Copy out the listing that follows exactly, dropping every picture.

■ ■ ■ ■ ■ ■ ■

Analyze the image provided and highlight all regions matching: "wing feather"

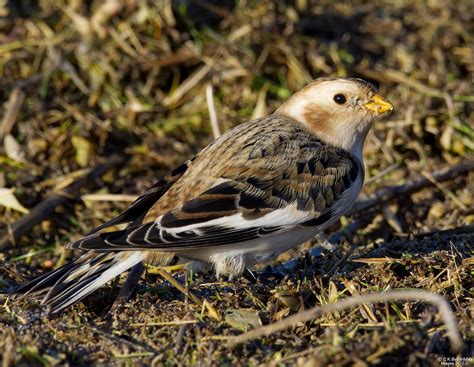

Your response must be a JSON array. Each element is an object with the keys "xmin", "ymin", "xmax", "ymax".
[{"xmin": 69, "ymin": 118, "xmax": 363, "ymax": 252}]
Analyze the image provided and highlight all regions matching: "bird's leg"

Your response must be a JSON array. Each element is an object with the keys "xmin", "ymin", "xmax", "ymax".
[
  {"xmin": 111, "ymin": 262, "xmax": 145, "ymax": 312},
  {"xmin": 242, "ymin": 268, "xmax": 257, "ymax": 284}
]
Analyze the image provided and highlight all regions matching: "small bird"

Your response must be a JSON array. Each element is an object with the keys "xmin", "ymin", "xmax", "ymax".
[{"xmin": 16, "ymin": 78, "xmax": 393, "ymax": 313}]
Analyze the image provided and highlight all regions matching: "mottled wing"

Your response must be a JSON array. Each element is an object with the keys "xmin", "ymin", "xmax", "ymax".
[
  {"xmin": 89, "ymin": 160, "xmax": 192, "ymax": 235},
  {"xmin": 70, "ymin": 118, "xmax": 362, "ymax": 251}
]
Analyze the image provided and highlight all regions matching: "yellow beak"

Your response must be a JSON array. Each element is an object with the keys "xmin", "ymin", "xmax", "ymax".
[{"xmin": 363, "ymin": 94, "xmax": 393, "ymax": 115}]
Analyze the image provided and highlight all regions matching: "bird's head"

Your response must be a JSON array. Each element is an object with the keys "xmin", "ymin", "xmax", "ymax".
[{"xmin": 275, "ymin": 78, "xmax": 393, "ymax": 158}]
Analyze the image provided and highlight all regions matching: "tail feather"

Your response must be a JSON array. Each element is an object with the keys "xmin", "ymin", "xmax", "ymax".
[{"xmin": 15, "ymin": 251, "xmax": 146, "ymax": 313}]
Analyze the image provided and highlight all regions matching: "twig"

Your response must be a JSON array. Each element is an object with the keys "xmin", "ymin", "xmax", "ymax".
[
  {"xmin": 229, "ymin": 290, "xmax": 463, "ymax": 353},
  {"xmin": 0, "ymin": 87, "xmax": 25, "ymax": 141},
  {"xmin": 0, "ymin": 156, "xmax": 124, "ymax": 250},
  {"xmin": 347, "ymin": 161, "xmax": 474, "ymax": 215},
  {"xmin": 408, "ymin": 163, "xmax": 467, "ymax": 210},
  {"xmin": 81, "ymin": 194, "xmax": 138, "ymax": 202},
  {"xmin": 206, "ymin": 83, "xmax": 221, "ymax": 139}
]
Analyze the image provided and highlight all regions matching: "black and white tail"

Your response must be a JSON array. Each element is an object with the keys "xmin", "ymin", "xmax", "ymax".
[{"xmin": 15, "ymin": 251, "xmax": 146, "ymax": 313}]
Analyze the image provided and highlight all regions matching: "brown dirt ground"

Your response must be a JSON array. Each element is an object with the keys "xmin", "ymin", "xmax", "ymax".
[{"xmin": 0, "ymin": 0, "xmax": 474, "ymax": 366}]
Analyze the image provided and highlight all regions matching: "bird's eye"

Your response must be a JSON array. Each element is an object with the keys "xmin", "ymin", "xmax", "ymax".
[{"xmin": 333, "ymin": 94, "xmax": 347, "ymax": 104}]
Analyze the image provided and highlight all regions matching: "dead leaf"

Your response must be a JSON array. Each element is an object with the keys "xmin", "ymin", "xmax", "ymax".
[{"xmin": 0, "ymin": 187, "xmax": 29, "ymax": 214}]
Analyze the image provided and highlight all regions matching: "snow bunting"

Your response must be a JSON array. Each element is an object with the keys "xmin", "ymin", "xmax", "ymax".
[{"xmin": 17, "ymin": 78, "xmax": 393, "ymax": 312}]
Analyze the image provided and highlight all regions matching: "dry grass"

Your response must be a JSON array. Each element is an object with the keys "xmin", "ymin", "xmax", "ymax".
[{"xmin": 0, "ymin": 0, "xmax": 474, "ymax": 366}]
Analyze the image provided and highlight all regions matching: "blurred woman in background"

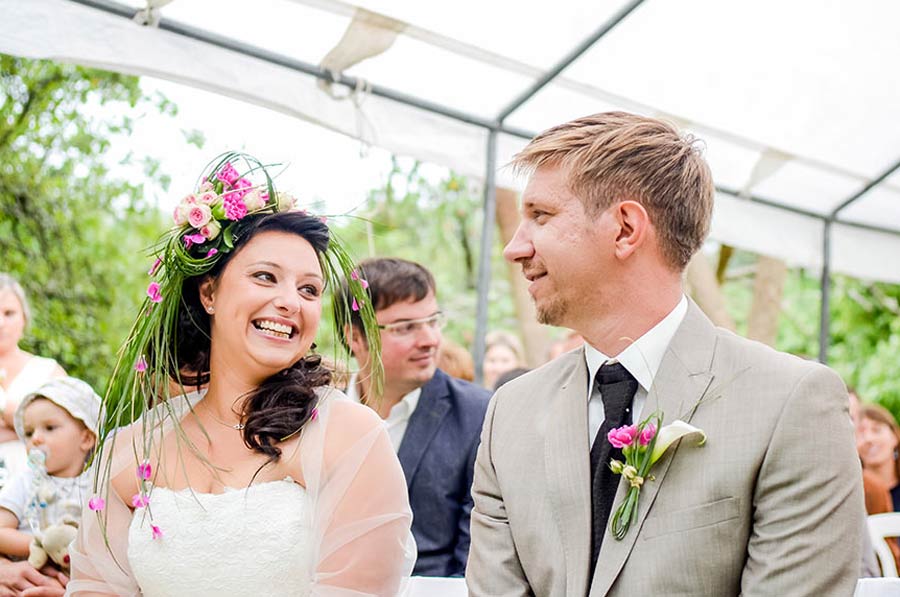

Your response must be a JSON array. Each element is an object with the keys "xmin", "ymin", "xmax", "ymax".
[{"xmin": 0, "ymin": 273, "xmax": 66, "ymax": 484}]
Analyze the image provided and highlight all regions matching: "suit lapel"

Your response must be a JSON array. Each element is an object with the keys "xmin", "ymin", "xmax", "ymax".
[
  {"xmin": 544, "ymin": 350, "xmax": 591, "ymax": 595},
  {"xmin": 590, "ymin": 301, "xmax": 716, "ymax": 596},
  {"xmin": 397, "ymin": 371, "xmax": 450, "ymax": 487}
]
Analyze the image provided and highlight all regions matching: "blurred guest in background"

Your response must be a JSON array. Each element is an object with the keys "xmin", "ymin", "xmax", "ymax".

■ ■ ■ ■ ■ ■ ■

## Answer in full
Analyze the image provided and highlight all regions matching: "wing feather"


Your response must be a JSON array. Each element is an object with the keys "xmin", "ymin", "xmax", "ymax".
[{"xmin": 69, "ymin": 118, "xmax": 363, "ymax": 252}]
Analyze the image provided and highlight all regions matching: "bird's leg"

Your response must be a JSON array. Each element is an object with the keys "xmin", "ymin", "xmax", "ymax".
[
  {"xmin": 111, "ymin": 262, "xmax": 145, "ymax": 312},
  {"xmin": 242, "ymin": 268, "xmax": 257, "ymax": 284}
]
Analyze the image provided and highlight all regions matching: "small bird"

Your response must be a JSON array. Each element is an object with the keys "xmin", "ymin", "xmax", "ymax".
[{"xmin": 16, "ymin": 78, "xmax": 393, "ymax": 313}]
Analyze the image provided and highlight all regions matching: "mottled wing"

Your response must be a JSON array. Each element is an object with the keys "xmin", "ymin", "xmax", "ymax".
[
  {"xmin": 89, "ymin": 160, "xmax": 192, "ymax": 235},
  {"xmin": 70, "ymin": 118, "xmax": 362, "ymax": 251}
]
Analyze the image provided and highlight all regions matching: "yellow beak"

Your response must be a JSON array. Each element is an object with the keys "xmin", "ymin", "xmax", "ymax".
[{"xmin": 363, "ymin": 94, "xmax": 393, "ymax": 115}]
Analyze the image provided and highlight all regions matching: "bird's head"

Your response must be a JSON array. Each element is an object with the keys "xmin", "ymin", "xmax", "ymax".
[{"xmin": 275, "ymin": 78, "xmax": 393, "ymax": 158}]
Analyze the image provided and highlight all regions matching: "tail feather"

Your response must be a JSON array. Each element is an object with the keys "xmin", "ymin", "xmax", "ymax".
[{"xmin": 15, "ymin": 251, "xmax": 146, "ymax": 313}]
Analyze the image provided and highlight all regions matching: "twig"

Your response must be a JSON array. Each element is an object with the keys "xmin", "ymin", "xmax", "ymax".
[
  {"xmin": 229, "ymin": 290, "xmax": 463, "ymax": 353},
  {"xmin": 0, "ymin": 87, "xmax": 25, "ymax": 141},
  {"xmin": 0, "ymin": 156, "xmax": 124, "ymax": 250},
  {"xmin": 347, "ymin": 161, "xmax": 474, "ymax": 215},
  {"xmin": 408, "ymin": 163, "xmax": 467, "ymax": 210},
  {"xmin": 81, "ymin": 194, "xmax": 138, "ymax": 202},
  {"xmin": 206, "ymin": 83, "xmax": 221, "ymax": 139}
]
Analyze the image provided and highlight all regions matching: "black and white tail"

Your response must be a JSON array. Each element is an object with the keys "xmin", "ymin", "xmax", "ymax".
[{"xmin": 15, "ymin": 251, "xmax": 146, "ymax": 313}]
Analyze the image provided and highlight all regions matching: "brown dirt ground"

Your response must be a JSON array. Each element is an object with the keys "xmin", "ymin", "xmax", "ymax".
[{"xmin": 0, "ymin": 0, "xmax": 474, "ymax": 366}]
Analyze the image provided and highlight all regions matching: "bird's eye"

Your response must be a JSON array. Each element is an object with the keys "xmin", "ymin", "xmax", "ymax".
[{"xmin": 333, "ymin": 94, "xmax": 347, "ymax": 104}]
Analyze the image provided and highlight all regions matching: "dead leaf"

Your response must be a JSON array. Each element is an object with the keys "xmin", "ymin", "xmax", "ymax".
[{"xmin": 0, "ymin": 187, "xmax": 29, "ymax": 214}]
Analyze the image provided and highlight all regions matching: "snow bunting"

Your response must be a JSON array. Each element is an object with the keys "xmin", "ymin", "xmax", "ymax".
[{"xmin": 17, "ymin": 78, "xmax": 393, "ymax": 312}]
Analyze the image provided and highlight all regions matching: "dry grass"

Your response must be a JSON array. Each element is an object with the keys "xmin", "ymin", "xmax", "ymax".
[{"xmin": 0, "ymin": 0, "xmax": 474, "ymax": 366}]
Analyze the image provided and highlight all regions matching: "blurred woman in background"


Your response must be a JSON array. Each element is an object with the keys "xmin", "ymin", "xmax", "ymax".
[{"xmin": 0, "ymin": 273, "xmax": 66, "ymax": 484}]
Analyze the image provided and highlight all regions matching: "suit lapel"

Your response must be a JSON array. Each element is an object with the keys "xmin", "ymin", "xmax", "ymax".
[
  {"xmin": 544, "ymin": 350, "xmax": 591, "ymax": 595},
  {"xmin": 590, "ymin": 301, "xmax": 716, "ymax": 596},
  {"xmin": 397, "ymin": 371, "xmax": 450, "ymax": 487}
]
Analyze the image provided and highlight all regions matching: "blurred guest in background"

Your response must be a JSON array. Each element is an object with the keys "xmin", "ymin", "xmax", "ymax".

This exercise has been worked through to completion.